Testo di partenza:
◇ ◇ ◇ ◇
Il più radicale, nella campagna anti-aborto, è il Texas, con il suo governatore cattolico Gregory Abbott e una salda maggioranza conservatrice nel suo Congresso. La legge approvata la scorsa settimana introduce due nuovi regolamenti volti a ridurre il numero di aborti praticati nel territorio dello Stato della “stella solitaria”. Un regolamento obbliga i medici che praticano aborti di riferire ogni complicazione della salute della loro paziente alla commissione sanitaria statale. Il secondo obbliga i medici a riportare informazioni sui minorenni che ottengono il permesso di abortire. Entrambe queste misure dovrebbero fare da deterrente.
◇ ◇ ◇ ◇
Consegna:
Prosegui il testo sulla legge anti-aborto del Texas dal punto in cui si interrompe. I record costituiscono materiale a sé, distinto dal testo sulla legge anti-aborto del Texas.
◇ ◇ ◇ ◇
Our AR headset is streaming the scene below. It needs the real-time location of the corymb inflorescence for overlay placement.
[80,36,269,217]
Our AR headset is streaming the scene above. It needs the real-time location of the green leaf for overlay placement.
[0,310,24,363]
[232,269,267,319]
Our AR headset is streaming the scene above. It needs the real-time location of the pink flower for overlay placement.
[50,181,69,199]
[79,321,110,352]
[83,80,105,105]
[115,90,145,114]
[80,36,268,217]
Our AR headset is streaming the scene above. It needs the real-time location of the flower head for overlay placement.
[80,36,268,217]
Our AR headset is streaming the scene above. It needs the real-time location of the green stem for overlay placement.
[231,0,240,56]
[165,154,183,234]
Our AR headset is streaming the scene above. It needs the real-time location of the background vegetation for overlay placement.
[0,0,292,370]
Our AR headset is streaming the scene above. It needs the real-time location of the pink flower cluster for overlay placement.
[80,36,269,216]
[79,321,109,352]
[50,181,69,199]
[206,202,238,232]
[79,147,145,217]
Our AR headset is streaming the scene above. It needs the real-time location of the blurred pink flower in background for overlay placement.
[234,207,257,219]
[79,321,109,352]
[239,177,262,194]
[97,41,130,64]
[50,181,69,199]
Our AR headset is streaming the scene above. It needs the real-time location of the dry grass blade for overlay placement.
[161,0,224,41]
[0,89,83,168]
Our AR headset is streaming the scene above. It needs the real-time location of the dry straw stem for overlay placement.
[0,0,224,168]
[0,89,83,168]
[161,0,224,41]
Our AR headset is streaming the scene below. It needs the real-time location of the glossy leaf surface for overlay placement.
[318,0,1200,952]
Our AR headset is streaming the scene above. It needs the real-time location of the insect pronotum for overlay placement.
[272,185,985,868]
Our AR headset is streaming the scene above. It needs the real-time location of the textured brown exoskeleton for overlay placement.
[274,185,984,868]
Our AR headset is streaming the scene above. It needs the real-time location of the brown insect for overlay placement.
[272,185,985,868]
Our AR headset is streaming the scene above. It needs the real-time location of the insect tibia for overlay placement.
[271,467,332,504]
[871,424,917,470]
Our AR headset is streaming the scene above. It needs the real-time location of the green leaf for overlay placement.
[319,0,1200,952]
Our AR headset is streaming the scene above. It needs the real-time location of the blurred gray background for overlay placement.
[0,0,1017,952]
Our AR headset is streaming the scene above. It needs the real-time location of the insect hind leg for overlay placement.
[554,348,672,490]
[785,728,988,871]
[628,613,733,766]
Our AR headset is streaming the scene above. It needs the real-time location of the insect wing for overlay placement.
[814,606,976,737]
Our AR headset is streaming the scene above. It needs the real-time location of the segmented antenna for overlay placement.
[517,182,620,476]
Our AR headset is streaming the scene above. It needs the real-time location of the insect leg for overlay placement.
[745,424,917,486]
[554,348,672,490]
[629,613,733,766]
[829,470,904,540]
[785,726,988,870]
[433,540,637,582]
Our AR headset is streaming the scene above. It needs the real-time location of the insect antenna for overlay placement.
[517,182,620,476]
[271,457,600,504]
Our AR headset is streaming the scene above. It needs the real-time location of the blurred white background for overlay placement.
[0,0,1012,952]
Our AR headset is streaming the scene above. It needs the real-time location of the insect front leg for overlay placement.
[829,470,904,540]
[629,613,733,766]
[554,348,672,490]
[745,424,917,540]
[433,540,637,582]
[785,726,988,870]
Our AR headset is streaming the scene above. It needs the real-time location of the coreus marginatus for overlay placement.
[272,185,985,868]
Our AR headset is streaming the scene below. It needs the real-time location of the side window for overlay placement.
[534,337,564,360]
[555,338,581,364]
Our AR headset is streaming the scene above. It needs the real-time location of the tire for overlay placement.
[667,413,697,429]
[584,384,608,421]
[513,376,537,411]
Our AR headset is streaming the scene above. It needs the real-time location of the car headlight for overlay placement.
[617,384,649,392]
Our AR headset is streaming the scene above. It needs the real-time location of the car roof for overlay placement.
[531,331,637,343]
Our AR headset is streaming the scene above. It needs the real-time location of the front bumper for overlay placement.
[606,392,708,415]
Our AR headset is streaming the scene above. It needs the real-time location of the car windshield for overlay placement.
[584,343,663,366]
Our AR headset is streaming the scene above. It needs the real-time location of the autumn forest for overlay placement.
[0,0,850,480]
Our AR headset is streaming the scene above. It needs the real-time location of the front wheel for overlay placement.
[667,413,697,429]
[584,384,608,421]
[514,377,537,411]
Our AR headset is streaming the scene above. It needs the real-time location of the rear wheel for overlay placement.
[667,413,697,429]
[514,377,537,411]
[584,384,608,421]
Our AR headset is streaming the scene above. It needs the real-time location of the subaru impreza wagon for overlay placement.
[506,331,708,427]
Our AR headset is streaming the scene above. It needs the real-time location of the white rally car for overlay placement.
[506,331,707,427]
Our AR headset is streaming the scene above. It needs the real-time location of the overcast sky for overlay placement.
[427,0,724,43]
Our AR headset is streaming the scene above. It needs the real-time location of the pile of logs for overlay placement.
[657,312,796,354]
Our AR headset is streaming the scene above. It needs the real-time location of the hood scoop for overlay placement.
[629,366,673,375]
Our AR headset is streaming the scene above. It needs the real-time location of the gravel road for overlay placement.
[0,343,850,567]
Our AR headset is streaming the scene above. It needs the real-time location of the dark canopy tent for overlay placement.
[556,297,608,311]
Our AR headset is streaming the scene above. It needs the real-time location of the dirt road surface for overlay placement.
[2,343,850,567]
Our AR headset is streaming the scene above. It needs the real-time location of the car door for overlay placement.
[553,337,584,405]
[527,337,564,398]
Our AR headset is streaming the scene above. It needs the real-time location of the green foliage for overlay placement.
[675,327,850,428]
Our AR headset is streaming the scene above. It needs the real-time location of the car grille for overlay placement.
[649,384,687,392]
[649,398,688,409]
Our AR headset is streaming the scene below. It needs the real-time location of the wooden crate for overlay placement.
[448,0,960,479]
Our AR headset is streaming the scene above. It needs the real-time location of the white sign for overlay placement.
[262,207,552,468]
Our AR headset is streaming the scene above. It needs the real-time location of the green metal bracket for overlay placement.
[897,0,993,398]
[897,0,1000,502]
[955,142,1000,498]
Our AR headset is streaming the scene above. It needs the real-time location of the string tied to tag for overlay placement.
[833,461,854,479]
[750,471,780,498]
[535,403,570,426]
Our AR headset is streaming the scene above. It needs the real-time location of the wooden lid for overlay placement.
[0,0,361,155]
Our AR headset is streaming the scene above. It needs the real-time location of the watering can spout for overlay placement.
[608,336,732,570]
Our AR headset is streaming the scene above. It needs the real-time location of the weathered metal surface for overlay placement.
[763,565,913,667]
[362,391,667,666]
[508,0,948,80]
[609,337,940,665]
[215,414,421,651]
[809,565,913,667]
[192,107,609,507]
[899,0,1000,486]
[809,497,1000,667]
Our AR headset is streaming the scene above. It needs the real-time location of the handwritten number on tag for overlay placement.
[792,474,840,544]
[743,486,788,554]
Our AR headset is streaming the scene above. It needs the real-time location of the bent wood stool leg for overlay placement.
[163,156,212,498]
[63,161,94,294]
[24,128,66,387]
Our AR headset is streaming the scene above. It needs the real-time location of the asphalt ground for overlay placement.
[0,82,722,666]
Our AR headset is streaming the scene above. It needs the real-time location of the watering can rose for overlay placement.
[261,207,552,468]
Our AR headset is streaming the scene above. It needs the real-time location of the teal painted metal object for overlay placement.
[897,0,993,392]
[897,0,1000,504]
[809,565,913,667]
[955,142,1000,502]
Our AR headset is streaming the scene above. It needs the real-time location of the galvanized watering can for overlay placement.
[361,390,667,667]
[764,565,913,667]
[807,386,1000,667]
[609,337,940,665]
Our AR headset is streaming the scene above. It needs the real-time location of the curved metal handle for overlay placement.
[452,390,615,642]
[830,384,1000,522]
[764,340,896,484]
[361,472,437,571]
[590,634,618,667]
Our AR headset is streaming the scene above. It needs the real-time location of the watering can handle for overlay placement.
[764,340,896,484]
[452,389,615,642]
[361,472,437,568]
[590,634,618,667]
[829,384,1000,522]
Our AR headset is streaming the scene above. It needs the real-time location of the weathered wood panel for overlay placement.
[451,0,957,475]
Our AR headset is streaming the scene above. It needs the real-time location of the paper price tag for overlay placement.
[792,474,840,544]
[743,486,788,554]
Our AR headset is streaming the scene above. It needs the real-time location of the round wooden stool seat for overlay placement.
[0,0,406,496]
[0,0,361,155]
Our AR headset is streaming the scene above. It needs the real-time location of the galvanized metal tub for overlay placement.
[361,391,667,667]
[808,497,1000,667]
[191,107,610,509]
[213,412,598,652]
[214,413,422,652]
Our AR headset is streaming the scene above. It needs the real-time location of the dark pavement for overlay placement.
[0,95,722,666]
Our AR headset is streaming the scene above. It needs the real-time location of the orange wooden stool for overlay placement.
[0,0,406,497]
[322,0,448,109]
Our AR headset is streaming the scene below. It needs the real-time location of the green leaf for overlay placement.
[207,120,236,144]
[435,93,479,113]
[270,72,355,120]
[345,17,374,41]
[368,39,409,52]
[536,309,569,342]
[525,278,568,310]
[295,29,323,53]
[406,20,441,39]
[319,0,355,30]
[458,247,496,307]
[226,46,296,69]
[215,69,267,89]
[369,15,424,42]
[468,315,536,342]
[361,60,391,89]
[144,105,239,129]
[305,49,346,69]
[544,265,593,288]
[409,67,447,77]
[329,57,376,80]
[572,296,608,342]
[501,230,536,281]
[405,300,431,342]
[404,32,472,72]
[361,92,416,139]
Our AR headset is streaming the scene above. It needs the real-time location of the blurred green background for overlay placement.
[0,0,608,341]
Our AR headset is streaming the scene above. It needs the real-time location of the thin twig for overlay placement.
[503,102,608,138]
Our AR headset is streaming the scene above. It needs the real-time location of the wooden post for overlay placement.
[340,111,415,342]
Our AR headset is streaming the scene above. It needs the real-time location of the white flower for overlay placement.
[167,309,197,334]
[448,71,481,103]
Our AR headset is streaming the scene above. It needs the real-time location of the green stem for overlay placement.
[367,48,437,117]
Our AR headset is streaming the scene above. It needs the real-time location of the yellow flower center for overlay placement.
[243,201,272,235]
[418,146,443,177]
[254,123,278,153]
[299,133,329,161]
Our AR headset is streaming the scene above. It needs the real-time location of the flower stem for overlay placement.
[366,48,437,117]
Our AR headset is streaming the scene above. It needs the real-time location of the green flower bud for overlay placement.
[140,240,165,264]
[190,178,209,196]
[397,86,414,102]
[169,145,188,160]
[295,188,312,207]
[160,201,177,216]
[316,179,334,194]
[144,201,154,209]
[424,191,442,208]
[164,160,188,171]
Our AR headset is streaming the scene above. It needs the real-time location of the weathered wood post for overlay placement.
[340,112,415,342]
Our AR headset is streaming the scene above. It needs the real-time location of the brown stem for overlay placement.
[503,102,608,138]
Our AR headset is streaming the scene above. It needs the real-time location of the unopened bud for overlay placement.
◇ ◇ ◇ ◇
La tua risposta:
La battaglia pro-vita dei Repubblicani, condotta Stato per Stato, sta condizionando anche il fronte opposto, quello dei Democratici. A livello locale si assiste a un “arrocco” degli abortisti, dei pro-choice come vengono chiamati in America. Dove sono in maggioranza, i Dems votano leggi che obbligano le istituzioni a garantire l’accesso alle donne che vogliono abortire. In Delaware la sentenza Roe vs. Wade è stata trasformata in legge di Stato e così si prepara a fare anche il legislativo dello Stato di New York. Nell’Illinois l’accesso alle pratiche abortive è stato introdotto nel locale programma Medicaid (la sanità pubblica per i meno abbienti) e nelle assicurazioni sanitarie dei dipendenti pubblici. In Oregon, lo Stato ha introdotto le pratiche abortive nelle assicurazioni coperte dal governo locale.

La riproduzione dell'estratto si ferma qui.